- [TRAVAIL DEMANDÉ]
[a] Dans l'extrait à lire ci-dessous, réduisez sous forme de liste le paragraphe qui commence par « Ils ont tous trois visité Reims », en gardant ses faits principaux.
[b] D'après l'extrait à lire ci-dessous, par quoi s'explique seulement le bombardement de Reims repris le 19 septembre ? Répondez en une à trois phrases.

- [EXTRAIT À LIRE]
▬▬▬

Le terrorisme allemand a si peu affecté la résolution française que ni nos habitudes, ni notre caractère n’en ont été modifiés. L’invasion à peine repoussée, en pleine zone de guerre, la vie a repris son cours normal. M. Wagnière, qui a parcouru les environs de Reims en octobre 1914, s’émerveille d’un spectacle auquel il ne s’attendait guère : « C’est le vignoble le plus célèbre du monde. Et malgré la guerre on n’en laissera pas perdre la récolte. Des vendangeurs et des vendangeuses, accroupis entre les ceps, coupent les grappes… Sous le soleil, dans cette claire matinée d’automne, la vendange s’accomplit en silence, à deux pas des batteries, sous le canon… » Et, pareillement, les atrocités allemandes ne nous ont point, par contagion, rendus cruels. Les prisonniers, les blessés allemands, — les témoignages recueillis sont unanimes là-dessus, — sont, à tous égards, fort bien traités, « avec une bonté, — écrit M. Chavannes, — je dirais même une affabilité (bien que strictement), qui a encore plus de prix. » Un prisonnier écrit aux siens : « Remerciez Dieu qu’il m’est permis de voir un si joli morceau de terre. » Et un autre : « Je vis en France tel Monsieur le bon Dieu. » Et il leur arrive de perdre les grossiers préjugés qu’on leur a inculqués contre nous. M. Chavannes conte qu’un blessé, qu’il n’interrogeait pas, se mêla à la conversation pour dire : « Les Français, ce sont des catholiques ! » Et insistant : « Ce sont des catholiques, des vrais catholiques ! » « Il disait le mot avec une force sourde, profonde, comme une protestation têtue et passionnée contre quelqu’un, et j’ai compris qu’on avait dû lui dire que les Français étaient tous des impies. » Hélas ! nous savons trop, et de source trop sûre, que si M. Chavannes et ses confrères avaient voyagé en Allemagne, et avaient pu interroger librement nos prisonniers et nos blessés, ils n’en auraient point rapporté des impressions aussi optimistes[9].

Ils ont tous trois visité Reims : la ville martyre, comme il est trop naturel, attirait leur curiosité et leur sympathie. Ils nous ont conté les étapes de son calvaire : premier bombardement, le 4 septembre, — « un malheur dû à une malheureuse [sic] hasard, » comme ils disent, les Boches, avec leur habituelle hypocrisie, — pour terroriser, en dépit des engagemens les plus formels, une ville qu’ils savaient ouverte et désarmée ; soixante civils massacrés ; puis occupation paisible, et enfin la retraite, accompagnée de sinistres menaces, et souillée des coutumières ordures. Et le 19 septembre, six jours après l’entrée des troupes françaises, le bombardement recommence. Il faut que Reims paye pour Paris, reçoive les obus incendiaires qui étaient destinés à la capitale. Bombardement systématique, sans aucune nécessité militaire, — il va sans dire que le soi-disant prétexte des canons français installés sur la place et des postes d’observation établis sur les tours de la cathédrale est, de l’aveu de tous les témoins, un mensonge et une absurdité, — et bombardement qui ne s’explique que par le désir d’assouvir une basse vengeance, l’espoir d’affoler un peuple brave et l’orgueil d’étonner le monde par une folle rage de destruction. Et depuis lors, ce sont les maisons qui s’écroulent, les incendies qui s’allument, les victimes innocentes qui tombent, c’est la vie dans les caves. Au mois de décembre 1914, on parlait d’un millier de victimes, d’un demi-milliard de dégâts ; un tiers de la ville était rasé, un autre tiers très endommagé, le dernier tiers à demi indemne.

▬▬▬

- [DONNÉES]
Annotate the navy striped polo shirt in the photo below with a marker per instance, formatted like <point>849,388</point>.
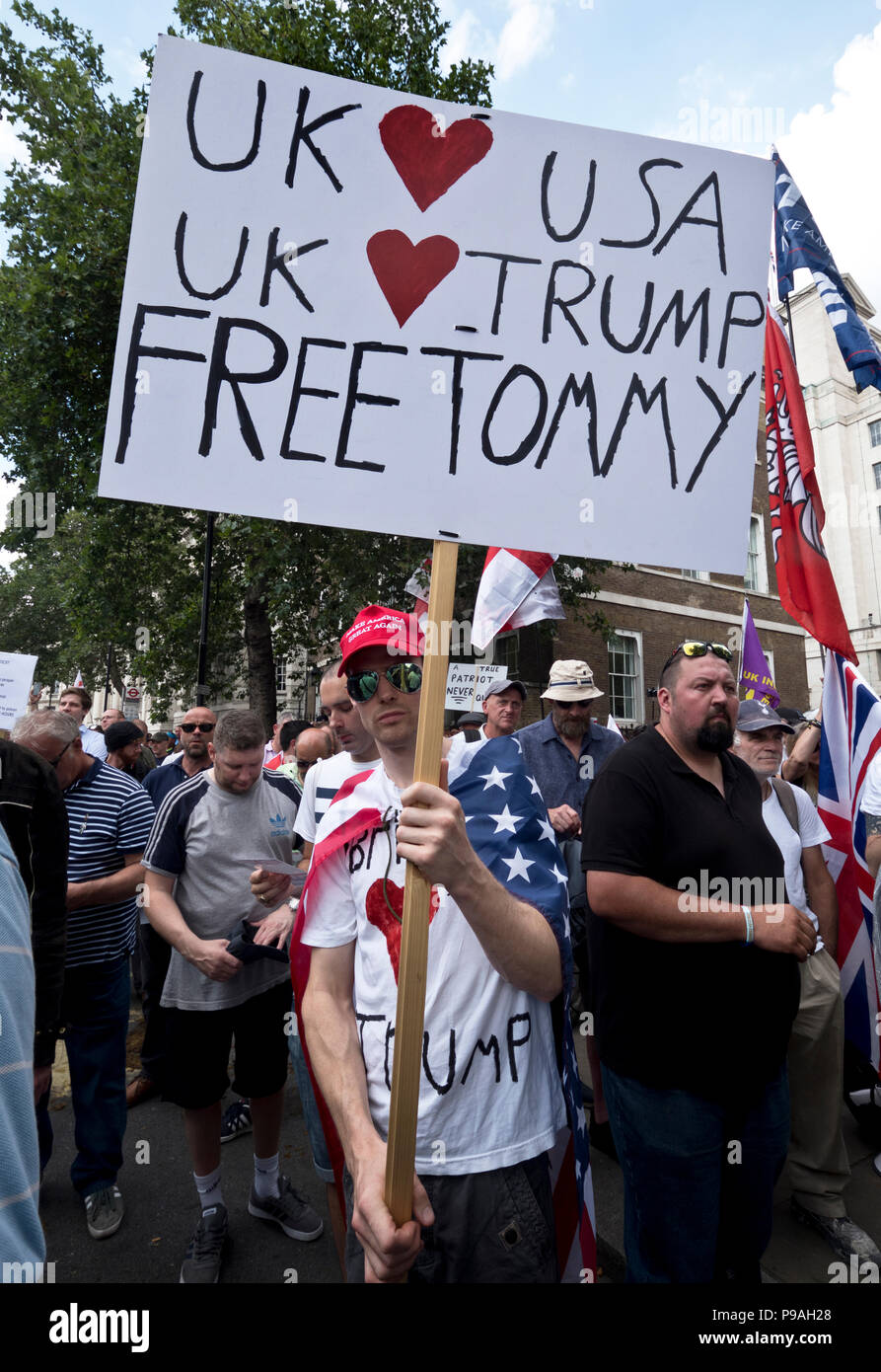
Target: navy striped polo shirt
<point>110,815</point>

▬▬▬

- [RÉPONSES ATTENDUES]
[a]
- 4 septembre : premier bombardement de Reims, ville ouverte et désarmée, malgré les engagements les plus formels ; soixante civils massacrés.
- Occupation paisible, puis retraite allemande accompagnée de menaces.
- 19 septembre, six jours après l'entrée des troupes françaises : le bombardement reprend, avec des obus incendiaires destinés à Paris.
- Ce bombardement est systématique et sans nécessité militaire. Selon tous les témoins, le prétexte de canons français sur la place et de postes d'observation sur les tours de la cathédrale est un mensonge.
- Depuis, les maisons s'écroulent, des incendies éclatent, des innocents meurent et les habitants vivent dans les caves.
- En décembre 1914 : environ un millier de victimes et un demi-milliard de dégâts. Un tiers de la ville est rasé, un tiers très endommagé et le dernier tiers à demi indemne.

[b] Le bombardement ne s'explique que par le désir d'assouvir une basse vengeance, l'espoir d'affoler un peuple brave et l'orgueil d'étonner le monde par une folle rage de destruction. Aucune nécessité militaire ne le justifie.